## PROBLEM DESCRIPTION
Could you set down all of the data again, exactly as it stands?

## RECORDS SUPPLIED

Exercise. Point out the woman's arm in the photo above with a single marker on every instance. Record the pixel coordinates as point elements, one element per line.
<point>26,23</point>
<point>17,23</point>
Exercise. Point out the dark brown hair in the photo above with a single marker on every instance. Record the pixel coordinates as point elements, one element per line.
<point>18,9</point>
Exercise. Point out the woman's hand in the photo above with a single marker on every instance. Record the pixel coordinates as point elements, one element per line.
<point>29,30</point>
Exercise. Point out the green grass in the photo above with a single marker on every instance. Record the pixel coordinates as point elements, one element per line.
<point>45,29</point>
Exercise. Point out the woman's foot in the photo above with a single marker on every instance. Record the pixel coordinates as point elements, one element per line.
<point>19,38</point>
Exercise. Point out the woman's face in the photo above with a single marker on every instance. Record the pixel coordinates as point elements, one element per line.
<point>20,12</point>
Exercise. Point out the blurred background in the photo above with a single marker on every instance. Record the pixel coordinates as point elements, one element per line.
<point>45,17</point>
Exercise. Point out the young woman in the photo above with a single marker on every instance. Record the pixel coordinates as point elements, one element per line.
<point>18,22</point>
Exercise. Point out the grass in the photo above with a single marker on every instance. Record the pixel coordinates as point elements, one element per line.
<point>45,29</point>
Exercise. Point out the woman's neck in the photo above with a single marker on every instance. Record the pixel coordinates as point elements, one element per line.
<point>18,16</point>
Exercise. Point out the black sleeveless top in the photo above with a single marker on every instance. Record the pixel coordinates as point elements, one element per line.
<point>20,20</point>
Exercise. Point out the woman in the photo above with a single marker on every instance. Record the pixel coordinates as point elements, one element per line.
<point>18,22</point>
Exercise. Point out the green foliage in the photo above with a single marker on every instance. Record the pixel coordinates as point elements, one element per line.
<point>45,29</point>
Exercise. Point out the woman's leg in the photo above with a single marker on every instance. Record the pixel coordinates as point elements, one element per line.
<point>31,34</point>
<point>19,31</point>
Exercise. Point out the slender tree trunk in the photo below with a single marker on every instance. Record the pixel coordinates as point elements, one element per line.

## RESULT FOR THIS TASK
Exercise. Point out the woman's arm in the photo above with a single marker on every instance. Record the pixel coordinates as point elements, one element per line.
<point>26,23</point>
<point>17,23</point>
Exercise. Point out the dark brown hair in the photo above with a single marker on every instance. Record the pixel coordinates as point elements, one element per line.
<point>18,9</point>
Exercise. Point out the woman's hand in the photo above with a single marker on every instance. Record the pixel coordinates as point elements, one element per line.
<point>29,30</point>
Exercise. Point out the green grass in the photo above with a single marker on every instance. Record the pixel coordinates as point elements, one element per line.
<point>45,29</point>
Exercise. Point out the woman's foot in the photo above with a single marker on every instance. Record the pixel coordinates as point elements, one element per line.
<point>19,38</point>
Exercise. Point out the woman's face in the photo above with a single marker on every instance. Record the pixel coordinates as point elements, one element per line.
<point>20,12</point>
Exercise. Point out the blurred background in the photo above with a single marker on every instance. Record the pixel coordinates as point elements, one element per line.
<point>45,17</point>
Exercise. Point out the young woman in the photo above with a single marker on every instance. Record the pixel coordinates as point elements, one element per line.
<point>18,22</point>
Exercise. Point out the grass in the photo above with a single marker on every instance. Record the pixel coordinates as point elements, one element per line.
<point>45,29</point>
Exercise. Point out the woman's neck in the photo above with a single marker on every instance. Record the pixel coordinates as point elements, one element per line.
<point>18,16</point>
Exercise. Point out the black sleeveless top in the photo above with a single marker on every instance. Record the pixel coordinates as point elements, one element per line.
<point>20,20</point>
Exercise. Point out the woman in the photo above with a single marker on every instance. Record the pixel coordinates as point elements, one element per line.
<point>18,22</point>
Exercise. Point out the green foliage in the photo above with a single marker on every instance. Record the pixel coordinates as point elements, one element per line.
<point>45,29</point>
Exercise. Point out the woman's leg in the photo above with a single marker on every instance. Record the pixel coordinates as point elements, one element per line.
<point>31,34</point>
<point>19,31</point>
Exercise. Point out the slender tree trunk in the photo below with a single marker on every instance. Record the pixel coordinates as point elements, one element per line.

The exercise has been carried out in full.